Problem statement: Word for word, reproduce every line of the data below.

The records:

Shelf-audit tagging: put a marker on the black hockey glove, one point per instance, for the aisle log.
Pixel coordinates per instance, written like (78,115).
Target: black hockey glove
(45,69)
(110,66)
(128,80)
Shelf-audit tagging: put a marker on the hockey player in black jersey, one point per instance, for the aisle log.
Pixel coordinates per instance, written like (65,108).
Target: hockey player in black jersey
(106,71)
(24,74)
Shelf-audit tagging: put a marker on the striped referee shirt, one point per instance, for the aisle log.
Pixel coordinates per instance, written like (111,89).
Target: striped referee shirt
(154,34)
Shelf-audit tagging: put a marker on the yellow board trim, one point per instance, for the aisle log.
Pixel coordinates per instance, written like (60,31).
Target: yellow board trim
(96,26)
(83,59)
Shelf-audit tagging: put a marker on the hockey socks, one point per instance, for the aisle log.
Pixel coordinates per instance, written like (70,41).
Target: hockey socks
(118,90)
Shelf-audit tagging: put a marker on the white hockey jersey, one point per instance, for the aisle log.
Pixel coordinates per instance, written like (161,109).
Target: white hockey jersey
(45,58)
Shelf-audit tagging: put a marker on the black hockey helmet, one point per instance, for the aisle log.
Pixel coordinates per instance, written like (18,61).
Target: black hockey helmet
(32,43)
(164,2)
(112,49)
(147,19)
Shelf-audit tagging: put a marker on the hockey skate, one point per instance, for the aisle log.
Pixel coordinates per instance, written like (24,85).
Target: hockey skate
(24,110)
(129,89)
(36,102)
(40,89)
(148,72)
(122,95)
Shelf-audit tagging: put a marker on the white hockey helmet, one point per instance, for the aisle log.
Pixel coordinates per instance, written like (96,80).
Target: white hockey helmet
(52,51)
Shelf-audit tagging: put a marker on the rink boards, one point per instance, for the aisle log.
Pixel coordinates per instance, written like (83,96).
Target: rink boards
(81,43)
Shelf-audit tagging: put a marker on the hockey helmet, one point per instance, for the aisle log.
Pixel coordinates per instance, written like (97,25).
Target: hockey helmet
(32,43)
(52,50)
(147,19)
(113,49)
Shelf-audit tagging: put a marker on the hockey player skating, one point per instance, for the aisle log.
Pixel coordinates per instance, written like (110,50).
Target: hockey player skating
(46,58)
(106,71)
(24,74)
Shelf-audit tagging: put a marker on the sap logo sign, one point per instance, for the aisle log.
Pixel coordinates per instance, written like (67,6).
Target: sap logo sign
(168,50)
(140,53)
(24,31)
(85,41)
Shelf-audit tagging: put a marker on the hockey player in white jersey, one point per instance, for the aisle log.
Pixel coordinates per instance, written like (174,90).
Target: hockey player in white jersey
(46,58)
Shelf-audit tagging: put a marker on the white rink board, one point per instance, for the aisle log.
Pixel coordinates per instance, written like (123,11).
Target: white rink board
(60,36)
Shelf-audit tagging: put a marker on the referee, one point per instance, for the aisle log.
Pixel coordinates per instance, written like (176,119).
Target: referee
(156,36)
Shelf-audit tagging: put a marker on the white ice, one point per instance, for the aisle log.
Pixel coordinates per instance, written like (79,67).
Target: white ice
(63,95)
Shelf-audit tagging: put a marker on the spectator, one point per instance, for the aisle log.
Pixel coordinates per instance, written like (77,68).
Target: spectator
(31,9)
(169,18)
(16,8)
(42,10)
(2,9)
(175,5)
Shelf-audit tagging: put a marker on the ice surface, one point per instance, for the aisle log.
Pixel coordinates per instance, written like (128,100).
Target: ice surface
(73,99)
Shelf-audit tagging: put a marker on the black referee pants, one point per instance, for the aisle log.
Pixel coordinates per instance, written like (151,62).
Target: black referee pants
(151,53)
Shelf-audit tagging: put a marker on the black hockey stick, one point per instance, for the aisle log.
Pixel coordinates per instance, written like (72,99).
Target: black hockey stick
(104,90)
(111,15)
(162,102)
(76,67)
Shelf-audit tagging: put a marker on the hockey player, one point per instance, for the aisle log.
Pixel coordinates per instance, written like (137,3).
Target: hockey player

Result of this task:
Shelf-audit tagging: put a marker on the black hockey glove, one point per instance, for the aisle log.
Pixel coordinates per instance, written like (78,115).
Target: black hockey glove
(45,69)
(110,66)
(128,80)
Shelf-audit tagging: put a marker on the hockey player in black jersey, one point per instance, for the aisle log.
Pixel coordinates per instance, written like (65,108).
Target: hockey player in black jersey
(106,71)
(24,74)
Shelf-audit tagging: put a marker on the striped referee shirt, one point per instance, for the aisle log.
Pixel coordinates per instance, written like (111,89).
Target: striped referee shirt
(154,34)
Shelf-audit tagging: put a marker on the yellow board trim, one point per instance, for the aisle log.
Pixel coordinates per instance, written like (60,31).
Target: yellow board trim
(96,26)
(83,59)
Shelf-audit tagging: put a marker on the hockey socks, one point per instance, for the aisle log.
Pixel coordinates per instance, written like (70,41).
Target: hockey socks
(118,90)
Shelf-audit tagging: put a marker on the white hockey jersey, one point per instance, for the aisle log.
Pixel coordinates per instance, written like (161,109).
Target: white hockey jersey
(45,58)
Shelf-audit tagging: put a marker on the black hockey helmet, one point per instance, for the aisle log.
Pixel coordinates per instance, written like (18,61).
Target: black hockey helmet
(32,43)
(164,2)
(112,49)
(147,19)
Shelf-audit tagging: put a marker on the hockey skate, one point per instance, for the aisle log.
Pixel coordinates per instance, written like (24,85).
Target: hockey skate
(24,110)
(129,89)
(36,102)
(40,89)
(148,72)
(122,95)
Shelf-audit tagging: put a marker on the white hockey helmet, one point per instance, for the aisle log.
Pixel coordinates per instance, written like (96,80).
Target: white hockey helmet
(52,51)
Shelf-audit tagging: put a marker on the rink boards, one point per instance, for the aisle log.
Pixel coordinates per instance, written like (83,96).
Target: rink boards
(81,43)
Shelf-audit tagging: put a marker on the hockey helmet, one point per instance, for the aisle log.
Pixel coordinates per instance, written like (97,25).
Target: hockey helmet
(32,43)
(52,50)
(147,19)
(113,49)
Shelf-audit tagging: put a marker on the hockey player skating, one point per instance, for the aisle log.
Pixel coordinates per instance, written like (110,50).
Target: hockey player skating
(46,58)
(106,71)
(24,74)
Shelf-audit tagging: put a marker on the sap logo sign, one point per instance, for the aisle log.
Pixel coordinates per instance, written like (67,6).
Target: sap logo sign
(168,50)
(140,53)
(24,31)
(85,41)
Shelf-audit tagging: put a marker on the hockey player in white jersey, one point per instance, for the aisle log.
Pixel coordinates per instance, written like (174,90).
Target: hockey player in white jersey
(46,58)
Shelf-audit tagging: put a marker on the white rink board, one point per instance, for the aisle log.
Pixel coordinates per instance, written like (123,11).
Target: white rink board
(60,36)
Shelf-audit tagging: put a marker on the referee, one point per instance, for the aisle log.
Pixel coordinates per instance, written like (176,119).
Target: referee
(156,36)
Shelf-audit tagging: put a marker on the white ice, one point per instance, for the aisle log.
Pixel coordinates per instance, written like (79,67).
Target: white ice
(63,95)
Shelf-audit tagging: put a marker on the spectator, one point per instance, for the aisle log.
Pixel coordinates per instance, written like (77,68).
Target: spectator
(31,9)
(169,18)
(16,8)
(42,10)
(2,9)
(175,5)
Shelf-audit tagging: put a marker on the ice surface, one point per instance, for the aisle log.
Pixel coordinates per instance, written like (128,100).
Target: ice surface
(73,99)
Shelf-audit tagging: put a marker on the black referee pants, one point per instance, for the aisle log.
Pixel coordinates per instance, written like (151,62).
Target: black referee pants
(151,53)
Shelf-audit tagging: put a marker on the black hockey stick, one point per instance, for the aisle log.
Pixel coordinates per instance, written like (72,99).
Target: black hockey stick
(104,90)
(111,15)
(162,102)
(76,67)
Shelf-audit tagging: put a marker on the hockey player, one point per instance, for the aisle log.
Pixel coordinates per instance, written like (137,3).
Target: hockey player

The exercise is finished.